» Exercise instructions
Copy out all of the data that follows, exactly as it appears.

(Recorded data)
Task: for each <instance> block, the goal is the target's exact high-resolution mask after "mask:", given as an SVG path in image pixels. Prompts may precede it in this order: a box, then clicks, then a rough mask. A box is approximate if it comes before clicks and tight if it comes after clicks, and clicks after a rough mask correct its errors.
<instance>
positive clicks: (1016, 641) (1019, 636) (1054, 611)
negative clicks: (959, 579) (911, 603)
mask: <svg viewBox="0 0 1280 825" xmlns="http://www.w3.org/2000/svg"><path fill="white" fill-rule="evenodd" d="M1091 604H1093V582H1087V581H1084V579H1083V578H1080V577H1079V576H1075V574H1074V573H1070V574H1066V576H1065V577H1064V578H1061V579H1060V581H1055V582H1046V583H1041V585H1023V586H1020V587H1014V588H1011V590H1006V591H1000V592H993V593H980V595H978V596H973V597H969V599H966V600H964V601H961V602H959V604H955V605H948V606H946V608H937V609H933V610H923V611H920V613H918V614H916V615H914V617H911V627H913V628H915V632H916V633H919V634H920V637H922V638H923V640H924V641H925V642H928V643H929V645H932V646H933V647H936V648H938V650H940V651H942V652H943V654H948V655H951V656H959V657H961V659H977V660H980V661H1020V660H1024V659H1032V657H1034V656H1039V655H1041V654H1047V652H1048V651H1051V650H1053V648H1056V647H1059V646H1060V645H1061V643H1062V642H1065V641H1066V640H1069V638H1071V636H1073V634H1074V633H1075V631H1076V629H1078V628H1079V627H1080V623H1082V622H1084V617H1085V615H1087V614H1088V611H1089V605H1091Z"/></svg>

» Task answer
Task: for each <instance> block, the goal is the target's exact high-resolution mask after "mask:", given as an SVG path in image pixels. Prompts may precede it in this order: a box, then clicks, then a rough mask. A box is approximate if it comes before clicks and tight if it comes after clicks, and clicks after a rough mask correct its errors.
<instance>
positive clicks: (1016, 641) (1019, 636) (1054, 611)
negative clicks: (959, 579) (911, 603)
mask: <svg viewBox="0 0 1280 825" xmlns="http://www.w3.org/2000/svg"><path fill="white" fill-rule="evenodd" d="M1091 604H1093V582H1087V581H1084V579H1083V578H1080V577H1079V576H1075V574H1074V573H1070V574H1066V576H1065V577H1064V578H1061V579H1060V581H1055V582H1046V583H1041V585H1023V586H1020V587H1014V588H1011V590H1006V591H1000V592H993V593H980V595H978V596H973V597H969V599H966V600H964V601H961V602H959V604H955V605H948V606H946V608H937V609H933V610H923V611H920V613H918V614H916V615H914V617H911V627H913V628H915V632H916V633H919V634H920V637H922V638H923V640H924V641H925V642H928V643H929V645H932V646H933V647H936V648H938V650H940V651H942V652H943V654H948V655H951V656H959V657H961V659H977V660H980V661H1020V660H1024V659H1032V657H1034V656H1039V655H1041V654H1047V652H1048V651H1051V650H1053V648H1056V647H1059V646H1060V645H1061V643H1062V642H1065V641H1066V640H1069V638H1071V636H1073V634H1074V633H1075V631H1076V629H1078V628H1079V627H1080V623H1082V622H1084V617H1085V615H1087V614H1088V611H1089V605H1091Z"/></svg>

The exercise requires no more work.